> _WHAT THE TASK ASKS_
Copy the lines from the one containing "Trace the outline of every instance of the blue" through the one containing "5], [197, 13]]]", putting "cloudless sky" in place of "blue sky" and keeping everything else unchanged.

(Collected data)
◆ ◆ ◆ ◆

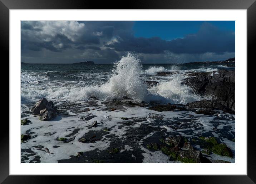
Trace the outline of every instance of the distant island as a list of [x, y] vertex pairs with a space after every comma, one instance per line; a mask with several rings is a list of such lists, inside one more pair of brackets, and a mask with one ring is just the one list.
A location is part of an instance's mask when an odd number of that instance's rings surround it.
[[233, 57], [233, 58], [230, 58], [229, 59], [225, 61], [203, 61], [203, 62], [190, 62], [189, 63], [185, 63], [183, 64], [211, 64], [213, 63], [234, 63], [236, 61], [236, 58]]
[[236, 58], [233, 57], [233, 58], [230, 58], [228, 60], [226, 60], [225, 62], [235, 62], [236, 61]]
[[79, 62], [78, 63], [74, 63], [73, 64], [82, 64], [85, 65], [94, 65], [94, 63], [93, 61], [84, 61], [83, 62]]

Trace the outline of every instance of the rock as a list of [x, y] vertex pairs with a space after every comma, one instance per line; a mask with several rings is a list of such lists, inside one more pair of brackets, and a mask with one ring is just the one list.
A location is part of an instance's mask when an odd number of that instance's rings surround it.
[[224, 101], [217, 100], [203, 99], [188, 103], [186, 106], [190, 109], [202, 109], [196, 111], [195, 112], [197, 114], [213, 115], [217, 113], [214, 111], [211, 111], [214, 109], [221, 110], [224, 112], [235, 113], [234, 111], [227, 107], [227, 106], [225, 105]]
[[28, 118], [24, 119], [20, 121], [20, 124], [21, 125], [28, 124], [28, 123], [30, 122], [31, 122], [31, 121], [28, 119]]
[[178, 152], [177, 160], [185, 163], [200, 163], [201, 156], [199, 150], [181, 150]]
[[84, 137], [82, 137], [78, 139], [78, 141], [82, 143], [85, 143], [87, 142], [87, 140]]
[[115, 154], [119, 152], [119, 149], [117, 148], [111, 148], [108, 152], [110, 154]]
[[158, 75], [160, 76], [168, 76], [169, 75], [173, 75], [179, 73], [179, 71], [177, 71], [176, 72], [158, 72], [155, 75]]
[[[211, 72], [188, 74], [182, 83], [191, 87], [195, 92], [202, 96], [210, 96], [215, 108], [235, 112], [235, 72], [220, 70]], [[222, 109], [220, 109], [221, 110]]]
[[188, 150], [195, 150], [194, 148], [192, 146], [190, 142], [189, 141], [187, 141], [184, 143], [182, 148], [188, 149]]
[[79, 157], [83, 155], [83, 154], [84, 153], [83, 152], [78, 152], [77, 153], [77, 155], [75, 156], [77, 157]]
[[222, 160], [210, 160], [214, 164], [230, 164], [231, 162]]
[[20, 141], [21, 143], [31, 138], [31, 136], [29, 134], [21, 134], [20, 135]]
[[176, 136], [169, 137], [166, 140], [165, 143], [172, 147], [182, 147], [183, 138], [180, 135]]
[[213, 147], [211, 151], [214, 153], [222, 156], [226, 156], [230, 157], [233, 156], [233, 153], [230, 148], [223, 143]]
[[159, 147], [158, 147], [158, 144], [156, 143], [151, 143], [152, 145], [152, 147], [155, 150], [159, 150]]
[[152, 88], [154, 87], [155, 87], [157, 85], [157, 84], [159, 83], [157, 81], [145, 81], [143, 82], [147, 85], [148, 88]]
[[65, 140], [67, 140], [68, 139], [64, 137], [58, 137], [57, 138], [57, 140], [59, 141], [64, 141]]
[[56, 116], [56, 110], [51, 108], [48, 109], [46, 108], [40, 111], [39, 119], [42, 121], [49, 121]]
[[208, 109], [200, 109], [196, 111], [195, 113], [196, 114], [202, 114], [205, 115], [213, 115], [218, 113], [217, 111], [212, 111]]
[[98, 125], [98, 123], [97, 122], [97, 121], [95, 121], [93, 122], [93, 123], [92, 123], [91, 126], [92, 126], [93, 127], [97, 127]]
[[124, 120], [127, 120], [128, 119], [129, 119], [127, 118], [124, 118], [123, 117], [121, 117], [121, 118], [119, 118], [120, 119], [123, 119]]
[[207, 155], [210, 155], [211, 153], [211, 152], [208, 149], [206, 148], [203, 150], [202, 153]]
[[163, 105], [158, 105], [154, 107], [149, 107], [148, 109], [159, 112], [163, 111], [171, 111], [175, 109], [180, 110], [186, 110], [186, 109], [183, 107], [174, 106], [174, 105], [172, 105], [169, 103]]
[[211, 152], [216, 154], [222, 156], [226, 156], [232, 157], [233, 153], [230, 148], [224, 143], [219, 143], [216, 138], [214, 137], [201, 137], [200, 139], [206, 142], [206, 148], [203, 150], [203, 153], [210, 154]]
[[57, 109], [52, 102], [48, 102], [44, 98], [35, 103], [31, 109], [32, 113], [39, 116], [42, 121], [49, 121], [57, 114]]

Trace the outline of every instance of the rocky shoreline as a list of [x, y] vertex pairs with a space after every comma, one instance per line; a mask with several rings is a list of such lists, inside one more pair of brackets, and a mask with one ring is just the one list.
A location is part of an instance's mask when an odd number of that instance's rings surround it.
[[[157, 75], [166, 76], [177, 73], [165, 72]], [[166, 158], [165, 163], [230, 163], [227, 161], [229, 160], [228, 158], [234, 158], [234, 150], [223, 140], [234, 142], [235, 137], [227, 133], [227, 129], [218, 130], [213, 125], [220, 123], [216, 121], [233, 120], [233, 116], [226, 117], [221, 112], [235, 113], [235, 71], [221, 70], [188, 73], [187, 76], [183, 82], [184, 85], [191, 87], [198, 95], [213, 95], [213, 99], [182, 104], [136, 103], [129, 99], [100, 102], [96, 99], [84, 103], [52, 102], [44, 98], [34, 104], [27, 104], [30, 111], [27, 108], [23, 111], [21, 125], [22, 129], [26, 126], [30, 128], [24, 129], [21, 135], [21, 162], [29, 160], [29, 163], [40, 163], [41, 157], [37, 152], [54, 155], [55, 149], [60, 150], [65, 145], [74, 144], [78, 145], [78, 150], [80, 150], [84, 146], [90, 148], [89, 150], [84, 148], [83, 151], [77, 151], [76, 154], [68, 155], [69, 159], [58, 160], [58, 163], [141, 163], [147, 162], [147, 158], [159, 155]], [[148, 88], [154, 87], [158, 83], [145, 82]], [[125, 114], [128, 109], [130, 113]], [[147, 116], [138, 116], [135, 112], [137, 111], [147, 111]], [[165, 119], [164, 116], [171, 111], [174, 116]], [[124, 115], [125, 114], [126, 116]], [[220, 116], [220, 114], [225, 116]], [[193, 123], [203, 116], [213, 120], [213, 130], [198, 132], [193, 135], [190, 130], [201, 131], [202, 123]], [[58, 117], [67, 119], [65, 124], [55, 124], [54, 121]], [[39, 120], [36, 120], [37, 118]], [[113, 123], [111, 126], [108, 124], [110, 122]], [[37, 123], [38, 125], [35, 124]], [[51, 128], [49, 126], [55, 127], [55, 129], [49, 130]], [[64, 132], [69, 133], [59, 133], [55, 130], [59, 129], [59, 126], [63, 126], [66, 129]], [[227, 126], [227, 128], [229, 126]], [[49, 141], [55, 143], [52, 147], [33, 141], [37, 136], [42, 136], [40, 134], [42, 132], [38, 130], [40, 129], [45, 129], [44, 137], [46, 136]], [[79, 133], [85, 129], [85, 133]], [[182, 130], [179, 132], [179, 130]], [[121, 130], [125, 134], [120, 133]], [[225, 137], [215, 137], [215, 134], [218, 132], [227, 134]], [[29, 143], [33, 145], [29, 146]], [[103, 143], [108, 146], [101, 149], [98, 145]], [[97, 145], [98, 148], [94, 148]], [[210, 156], [212, 155], [219, 155], [220, 158], [213, 159]], [[221, 159], [223, 158], [226, 159]]]

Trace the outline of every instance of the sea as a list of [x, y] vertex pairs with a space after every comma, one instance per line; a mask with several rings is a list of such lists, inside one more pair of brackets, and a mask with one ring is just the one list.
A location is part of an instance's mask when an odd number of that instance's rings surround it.
[[[127, 103], [186, 104], [211, 99], [212, 97], [197, 95], [182, 84], [189, 77], [187, 74], [209, 72], [213, 75], [220, 70], [235, 68], [234, 64], [221, 63], [143, 64], [130, 54], [111, 64], [22, 63], [21, 119], [28, 118], [31, 122], [21, 125], [21, 133], [30, 134], [31, 138], [21, 143], [21, 162], [178, 163], [146, 145], [154, 140], [179, 134], [191, 141], [200, 136], [214, 137], [235, 155], [235, 143], [231, 140], [235, 137], [235, 114], [220, 111], [214, 115], [158, 112]], [[173, 74], [157, 75], [162, 72]], [[149, 87], [145, 81], [158, 83]], [[50, 121], [40, 121], [30, 112], [42, 98], [52, 101], [65, 113]], [[109, 110], [113, 107], [114, 110]], [[90, 125], [96, 121], [98, 127], [92, 128]], [[68, 140], [59, 141], [59, 137]], [[82, 143], [81, 137], [89, 141]], [[202, 149], [196, 141], [193, 144]], [[117, 154], [108, 152], [115, 148], [119, 149]], [[78, 152], [83, 155], [78, 157]], [[212, 153], [206, 156], [235, 162], [235, 156]]]

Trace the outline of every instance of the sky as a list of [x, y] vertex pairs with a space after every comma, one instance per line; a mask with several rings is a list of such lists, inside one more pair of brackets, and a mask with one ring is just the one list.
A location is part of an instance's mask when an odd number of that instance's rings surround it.
[[235, 21], [21, 21], [21, 62], [113, 63], [128, 52], [143, 63], [235, 57]]

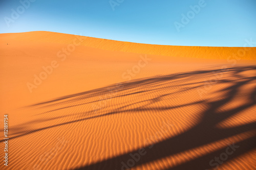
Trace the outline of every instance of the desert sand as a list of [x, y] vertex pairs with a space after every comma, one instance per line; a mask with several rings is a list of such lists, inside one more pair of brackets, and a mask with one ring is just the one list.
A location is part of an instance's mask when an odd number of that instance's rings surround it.
[[38, 31], [0, 52], [8, 169], [256, 169], [256, 47]]

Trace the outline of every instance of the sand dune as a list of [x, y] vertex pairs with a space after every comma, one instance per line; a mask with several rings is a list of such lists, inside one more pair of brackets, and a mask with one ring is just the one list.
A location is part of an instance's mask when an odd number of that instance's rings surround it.
[[34, 32], [0, 52], [10, 169], [256, 168], [255, 47]]

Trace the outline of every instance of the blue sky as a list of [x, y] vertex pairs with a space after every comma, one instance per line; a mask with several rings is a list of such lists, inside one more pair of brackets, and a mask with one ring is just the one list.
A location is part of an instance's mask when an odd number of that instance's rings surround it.
[[[112, 6], [109, 0], [30, 1], [21, 0], [30, 2], [27, 8], [19, 1], [0, 1], [0, 33], [47, 31], [173, 45], [256, 41], [255, 0], [112, 0]], [[190, 7], [195, 5], [197, 13]]]

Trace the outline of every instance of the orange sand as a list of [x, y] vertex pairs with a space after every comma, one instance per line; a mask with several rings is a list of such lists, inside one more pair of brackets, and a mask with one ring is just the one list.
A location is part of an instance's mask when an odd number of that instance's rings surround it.
[[10, 169], [256, 168], [255, 47], [32, 32], [0, 52]]

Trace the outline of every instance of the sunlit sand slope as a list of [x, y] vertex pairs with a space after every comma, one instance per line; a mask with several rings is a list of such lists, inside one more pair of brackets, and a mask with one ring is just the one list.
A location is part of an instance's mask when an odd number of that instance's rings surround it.
[[255, 169], [255, 49], [0, 34], [7, 168]]

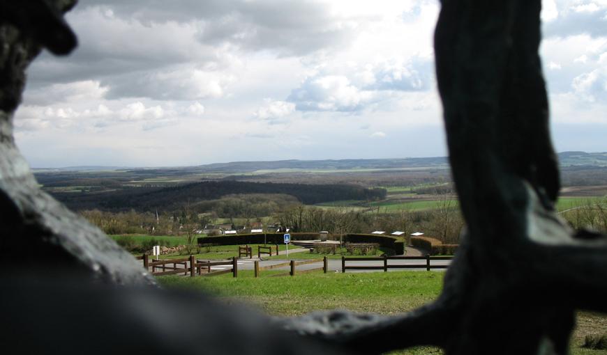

◆ ◆ ◆ ◆

> _RESPONSE TO THIS EXERCISE_
Trace the outline of every instance of the cloudless sky as a list of [x, y] vertex pairs with a space after every comma, one instance per line; a mask with several rings is a list of such lists, inside one more pair of brackets, and a mask with one ring is just the one list.
A location is part of an instance's mask when an odd number of that instance's rings surround it.
[[[112, 6], [109, 0], [30, 1], [21, 0], [30, 2], [27, 8], [19, 1], [0, 1], [0, 33], [47, 31], [173, 45], [256, 41], [255, 0], [112, 0]], [[190, 7], [195, 5], [197, 13]]]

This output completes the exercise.